[[ Data for the task, beginning ]]

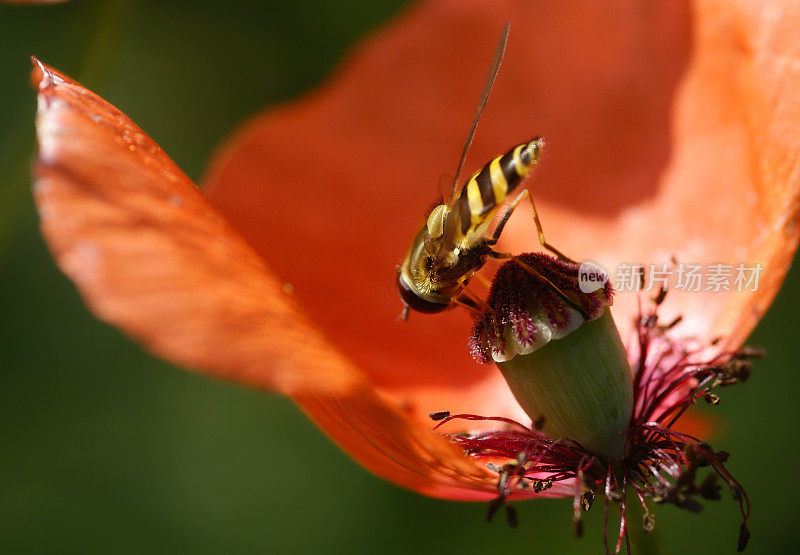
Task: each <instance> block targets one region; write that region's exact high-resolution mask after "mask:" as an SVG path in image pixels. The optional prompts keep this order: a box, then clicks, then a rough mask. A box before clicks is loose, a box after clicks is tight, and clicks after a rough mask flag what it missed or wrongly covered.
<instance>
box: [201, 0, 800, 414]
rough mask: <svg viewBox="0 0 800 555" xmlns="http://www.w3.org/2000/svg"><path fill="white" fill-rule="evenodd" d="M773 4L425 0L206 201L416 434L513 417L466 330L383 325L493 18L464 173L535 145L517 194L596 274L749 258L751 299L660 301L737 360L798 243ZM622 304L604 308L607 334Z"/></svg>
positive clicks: (794, 173) (498, 389) (797, 190)
mask: <svg viewBox="0 0 800 555" xmlns="http://www.w3.org/2000/svg"><path fill="white" fill-rule="evenodd" d="M770 5H771V6H773V7H771V8H769V9H764V10H761V11H759V10H758V9H757V8H756V7H755V6H754V5H753V4H750V3H747V2H739V3H737V2H715V1H698V2H696V3H693V4H690V3H688V2H669V3H656V4H653V3H651V2H630V3H627V4H625V5H624V6H622V7H618V9H617V8H615V9H614V10H608V9H607V7H606V6H604V5H602V4H601V3H587V2H578V3H570V2H559V3H546V4H541V3H531V2H521V1H513V0H507V1H503V2H480V1H471V2H463V1H461V0H458V1H455V0H447V1H437V2H424V3H422V4H420V5H419V6H416V7H414V8H413V9H411V10H409V11H408V12H407V13H406V14H405V15H404V16H403V17H401V18H399V19H398V20H396V21H395V22H393V23H392V24H390V25H389V26H388V28H386V29H384V30H383V31H381V32H380V33H378V34H376V35H374V36H373V37H371V38H370V39H369V40H368V41H367V42H366V43H365V44H364V45H363V46H362V47H360V48H359V49H358V50H357V51H356V52H355V53H354V54H353V55H352V57H351V59H350V60H349V62H348V63H347V64H346V65H345V66H344V67H343V69H342V70H341V71H340V72H339V73H338V75H337V76H336V77H335V78H334V79H332V80H331V81H330V82H329V83H328V84H327V85H326V86H324V87H323V88H322V89H321V90H320V91H318V92H317V93H315V94H313V95H311V96H310V97H308V98H306V99H304V100H301V101H299V102H295V103H292V104H290V105H288V106H285V107H282V108H281V109H280V110H277V111H270V112H267V113H265V114H263V115H261V116H259V117H257V118H255V119H254V120H253V121H251V122H250V123H249V124H248V125H246V126H244V128H243V129H242V130H240V131H239V132H238V133H237V134H236V135H235V136H234V137H233V138H232V140H231V141H230V142H229V143H228V144H227V145H226V147H225V148H224V149H222V151H221V153H220V154H219V156H218V157H217V159H216V161H215V164H214V165H213V166H212V169H211V171H210V173H209V178H208V180H207V185H208V190H209V194H210V197H211V200H212V201H213V202H214V204H215V205H216V206H217V207H218V208H219V209H220V211H221V212H222V213H223V214H224V215H225V216H226V217H227V218H228V219H229V221H231V222H232V224H233V225H234V226H236V228H237V229H238V230H240V231H241V233H242V234H243V235H244V236H245V237H246V238H247V239H248V241H249V242H250V244H251V245H253V246H254V247H255V248H256V250H258V252H260V253H261V254H262V255H263V256H264V257H265V259H266V260H267V261H268V263H269V264H270V266H271V267H273V268H274V269H275V271H276V272H277V274H278V275H280V276H281V277H282V278H283V279H284V280H286V281H287V282H290V283H292V284H293V285H294V286H295V291H296V292H297V294H298V298H299V300H300V302H301V303H302V304H303V306H304V307H305V308H306V309H307V310H308V312H309V314H310V315H311V317H312V319H313V320H314V321H315V322H316V323H318V324H320V325H321V326H322V327H323V328H324V329H325V330H326V331H327V333H328V334H329V335H330V336H331V337H332V338H333V339H334V341H335V343H336V344H337V345H339V346H341V347H342V348H343V349H344V350H345V352H347V353H348V354H349V355H350V356H351V357H352V358H353V359H354V360H355V361H357V362H358V363H359V366H360V367H361V368H363V369H365V371H367V372H368V373H369V375H370V378H371V379H372V380H374V382H375V383H376V384H377V385H379V386H380V387H381V388H382V390H383V391H384V392H388V393H391V394H393V395H395V396H396V397H397V398H399V399H400V400H401V401H402V402H404V403H405V405H406V406H407V407H408V408H409V410H410V413H411V414H412V415H414V417H415V418H418V419H420V421H422V420H423V419H424V418H425V414H426V413H427V412H429V411H431V410H439V409H451V410H454V411H465V412H472V413H480V414H503V415H506V416H512V417H514V416H516V417H522V418H524V416H521V415H520V413H519V408H518V407H517V405H516V403H515V402H514V401H513V399H511V398H510V397H509V395H508V389H507V387H506V386H505V384H504V383H503V382H502V379H501V378H500V376H499V373H497V372H496V370H495V369H494V368H491V367H484V368H478V367H476V365H475V364H473V363H472V361H471V360H469V357H468V355H467V352H466V347H465V342H466V335H467V330H468V327H469V322H468V320H467V318H466V317H465V316H464V315H463V314H460V313H458V312H455V313H447V314H442V315H435V316H425V315H416V314H412V317H411V321H410V322H409V323H405V324H404V323H400V322H395V319H396V316H397V314H398V312H399V311H400V308H401V304H400V301H399V299H398V297H397V294H396V291H395V290H394V267H395V265H396V264H397V263H399V262H400V260H401V259H402V257H403V255H404V254H405V250H406V249H407V247H408V244H409V242H410V241H411V239H412V236H413V233H414V231H415V228H416V226H417V225H418V224H419V222H420V219H421V217H422V215H423V213H424V209H425V207H426V205H427V204H428V203H430V202H431V201H432V200H433V197H434V195H435V194H436V190H435V189H436V185H435V184H436V181H437V177H438V175H439V174H441V173H442V172H447V171H452V169H453V166H454V165H455V162H456V160H457V158H458V154H459V150H460V148H461V146H462V141H463V139H464V133H465V132H466V129H467V126H468V124H469V122H470V120H471V118H472V113H473V110H474V107H475V102H476V100H477V95H478V92H479V90H480V87H481V85H482V82H483V78H484V72H485V71H486V68H487V67H488V65H489V62H490V59H491V56H492V53H493V50H494V44H495V41H496V40H497V37H498V35H499V32H500V29H501V28H502V26H503V23H504V22H505V21H506V20H510V21H511V35H510V39H509V43H508V50H507V54H506V58H505V60H504V63H503V66H502V68H501V71H500V75H499V77H498V79H497V81H496V84H495V88H494V92H493V93H492V97H491V99H490V100H489V104H488V107H487V109H486V112H485V113H484V116H483V119H482V120H481V123H480V125H479V126H478V133H477V136H476V140H475V143H474V145H473V148H472V151H471V155H470V162H468V168H467V169H474V168H475V167H477V166H478V165H479V164H480V163H482V162H484V161H486V160H488V159H490V158H491V157H492V156H494V155H496V154H498V153H500V152H503V151H504V149H506V148H508V147H509V146H511V145H513V144H514V143H515V142H517V141H522V140H525V139H527V138H528V137H530V136H531V135H534V134H541V135H543V136H544V137H545V139H546V140H547V147H546V150H547V153H546V155H545V158H544V160H543V161H542V163H541V165H540V167H539V168H537V169H536V170H535V172H534V176H533V178H532V179H531V180H530V185H529V186H530V188H531V190H532V191H533V193H534V195H536V198H537V201H538V202H537V206H538V208H539V212H540V214H541V216H542V218H543V223H544V226H545V230H546V233H547V236H548V240H549V241H550V242H552V243H554V244H555V245H556V246H558V247H559V248H560V249H561V250H563V251H565V252H567V253H569V254H570V255H572V256H575V257H576V258H584V257H585V258H588V259H592V260H597V261H599V262H601V263H603V264H605V265H606V266H608V267H610V268H614V267H616V265H617V264H620V263H635V262H640V263H661V262H668V261H669V260H670V258H671V257H672V256H675V257H676V258H677V259H678V261H679V262H686V263H697V264H712V263H718V262H721V263H729V264H737V263H739V262H743V263H747V264H752V263H757V262H760V263H761V264H763V265H764V267H765V270H764V272H763V274H762V281H761V284H760V287H759V289H758V291H757V292H755V293H738V292H730V293H712V292H705V291H702V292H696V293H680V292H674V293H671V294H670V295H669V297H668V300H667V303H666V305H665V306H664V311H665V317H671V316H672V315H674V314H675V313H681V314H682V315H683V317H684V321H683V323H682V324H681V325H680V326H679V328H678V329H677V330H676V331H677V332H679V333H680V332H683V333H684V334H686V335H694V336H698V337H699V338H701V339H706V340H707V339H709V338H711V337H713V336H716V335H720V334H729V335H730V340H729V345H738V344H739V343H741V341H743V340H744V339H745V338H746V336H747V335H748V334H749V332H750V331H751V330H752V328H753V326H754V325H755V323H756V322H757V320H758V318H759V317H760V315H761V314H763V311H764V310H765V309H766V307H767V306H768V304H769V302H770V301H771V299H772V298H773V297H774V295H775V294H776V292H777V290H778V287H779V286H780V283H781V282H782V280H783V277H784V275H785V273H786V271H787V268H788V264H789V262H790V260H791V257H792V254H793V253H794V251H795V248H796V246H797V240H798V232H799V231H800V229H798V226H797V225H796V222H797V205H798V188H799V187H800V180H798V153H800V137H798V130H800V112H798V110H800V98H799V97H800V74H799V73H798V71H799V69H800V57H799V56H798V51H797V50H798V42H797V41H796V40H794V37H795V34H796V32H795V31H796V29H797V28H798V26H799V25H800V13H798V7H797V5H796V4H793V3H791V2H775V3H772V4H770ZM770 10H772V11H770ZM465 173H466V172H465ZM275 176H281V178H280V179H276V178H275ZM506 229H507V230H506V232H505V236H504V240H505V243H504V245H505V248H506V249H507V250H509V251H511V252H520V251H523V250H532V249H537V248H538V242H537V240H536V234H535V230H534V228H533V223H532V221H531V218H530V217H529V216H528V213H527V209H526V208H521V209H520V210H519V214H515V216H514V217H513V218H511V221H510V223H509V226H508V227H507V228H506ZM298 253H302V256H298ZM635 297H636V296H635V295H633V294H624V293H620V294H619V295H618V296H617V305H616V306H615V309H614V310H615V315H616V320H617V322H618V324H619V325H620V326H621V328H622V330H623V332H628V331H630V328H631V326H630V322H631V321H632V320H633V316H634V315H635V311H636V298H635Z"/></svg>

[[ Data for the task, end ]]

=== Exercise brief ===
Show the lines of the records that contain the word "clicks".

=== Your response ===
Task: each <instance> block targets one region; write that region's exact high-resolution mask after "mask:" as an SVG path in image pixels. The optional prompts keep this order: a box, then clicks, then a rough mask. A box before clicks is loose, a box after clicks is tight, and clicks after a rough mask flag what it missed or wrongly covered.
positive clicks: (794, 173) (498, 389) (797, 190)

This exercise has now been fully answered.